Parts of the exercise.
1 - In the ORS 63.001 definitions below, under which ORS chapter is a domestic nonprofit corporation incorporated?
2 - Which terms do the ORS 63.001 definitions below define? List every one.
3 - Write the next part of the ORS 63.001 definitions, picking up after their final entry.

Passage shown.
_ _ _ _ _
ORS 63.001
Definitions


As used in this chapter:

(1)

“Anniversary” means the day each year that is exactly one or more years after:

(a)

The date on which the Secretary of State files the articles of organization for a domestic limited liability company.

(b)

The date on which the Secretary of State files a foreign limited liability company’s application for authority to transact business in this state.

(2)

“Articles of organization” means the document described in ORS 63.047 (Articles of organization) that forms a limited liability company, including articles of organization as the articles of organization may be amended or restated, articles of conversion and articles of merger.

(3)

“Bankruptcy” means:

(a)

A member’s assignment for the benefit of creditors;

(b)

A member’s commencement of a voluntary bankruptcy case;

(c)

Adjudication of a member as bankrupt or insolvent;

(d)

A member’s filing of a petition or answer to seek for the member any reorganization, arrangement, composition, readjustment, liquidation, dissolution or similar relief under any statute, law or rule;

(e)

A member’s filing of an answer or other pleading that admits or fails to contest the material allegations of a petition filed against the member in a bankruptcy procedure;

(f)

Seeking, consenting to or acquiescing in the appointment of a trustee, receiver or liquidator of the member or of all or any substantial part of the member’s properties;

(g)

A commencement of an involuntary bankruptcy case against a member that has not been dismissed on or before the 120th day after the commencement of the case;

(h)

An appointment, without the member’s consent, of a trustee, receiver or liquidator either of the member or of all or any substantial part of the member’s properties that is not vacated or stayed on or before the 90th day after the appointment; or

(i)

An appointment described in paragraph (h) of this subsection that is not vacated on or before the 90th day after the stay described in paragraph (h) of this subsection expires.

(4)

“Contribution” means anything of value that a person contributes to the limited liability company as a prerequisite for or in connection with membership including cash, property or services rendered or a promissory note or other binding obligation to contribute cash or property or to perform services.

(5)

“Corporation” or “domestic corporation” means a corporation for profit that is incorporated under ORS chapter 60.

(6)

“Distribution” means a direct or indirect transfer of money or other property, except of a limited liability company’s own interests, or a limited liability company’s incurrence of indebtedness to or for the benefit of the limited liability company’s members in respect of a member’s interests, whether in the form of a declaration or payment of profits, a purchase, retirement or other acquisition of interests, a distribution of indebtedness, or otherwise.

(7)

“Domestic nonprofit corporation” means a corporation not for profit that is incorporated under ORS chapter 65.

(8)

“Domestic professional corporation” means a corporation that is organized under ORS chapter 58 for the purpose of rendering professional services and for the purposes provided under ORS chapter 58.
_ _ _ _ _
Dataset extract.
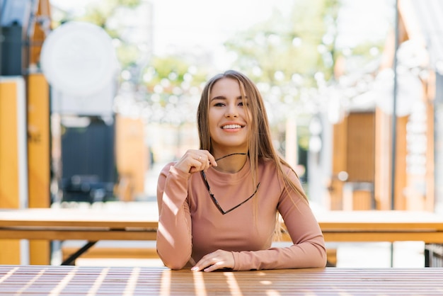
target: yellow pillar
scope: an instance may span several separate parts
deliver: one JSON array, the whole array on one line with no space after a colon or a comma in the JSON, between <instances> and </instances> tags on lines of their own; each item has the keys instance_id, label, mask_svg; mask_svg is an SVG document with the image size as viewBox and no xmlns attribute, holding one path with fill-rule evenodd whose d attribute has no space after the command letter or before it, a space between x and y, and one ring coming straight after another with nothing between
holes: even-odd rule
_ _ _ _ _
Responses in order.
1 - ORS chapter 65.

2 -
- "Anniversary"
- "Articles of organization"
- "Bankruptcy"
- "Contribution"
- "Corporation" or "domestic corporation"
- "Distribution"
- "Domestic nonprofit corporation"
- "Domestic professional corporation"

3 -
(9)

“Entity” means a domestic or foreign limited liability company, corporation, professional corporation, foreign corporation, domestic or foreign nonprofit corporation, domestic or foreign cooperative corporation, profit or nonprofit unincorporated association, business trust, domestic or foreign general or limited partnership, two or more persons that have a joint or common economic interest, any state, the United States, a federally recognized Native American or American Indian tribal government or any foreign government.

(10)

“Foreign corporation” means a corporation for profit that is incorporated under laws other than the laws of the state.

(11)

“Foreign limited liability company” means an entity that is an unincorporated association organized under laws other than the laws of the state and that is organized under a statute under which an association may be formed that affords to each of the entity’s members limited liability with respect to the liabilities of the entity.

(12)

“Foreign limited partnership” means a limited partnership formed under laws other than the laws of the state and that has as partners one or more general partners and one or more limited partners.

(13)

“Foreign nonprofit corporation” means a corporation not for profit that is organized under laws other than the laws of the state.

(14)

“Foreign professional corporation” means a professional corporation that is organized under laws other than the laws of the state.

(15)

“Incompetency” means the entry of a judgment by a court of competent jurisdiction adjudicating the member incompetent to manage the member’s person or estate.

(16)

“Individual” means a natural person.

(17)

“Limited liability company” or “domestic limited liability company” means an entity that is an unincorporated association that has one or more members and is organized under this chapter.

(18)

“Limited partnership” or “domestic limited partnership” means a partnership formed by two or more persons under ORS chapter 70 that has one or more general partners and one or more limited partners.

(19)

“Manager” means a person, not necessarily a member, that the members of a manager-managed limited liability company designate to manage the limited liability company’s business and affairs.

(20)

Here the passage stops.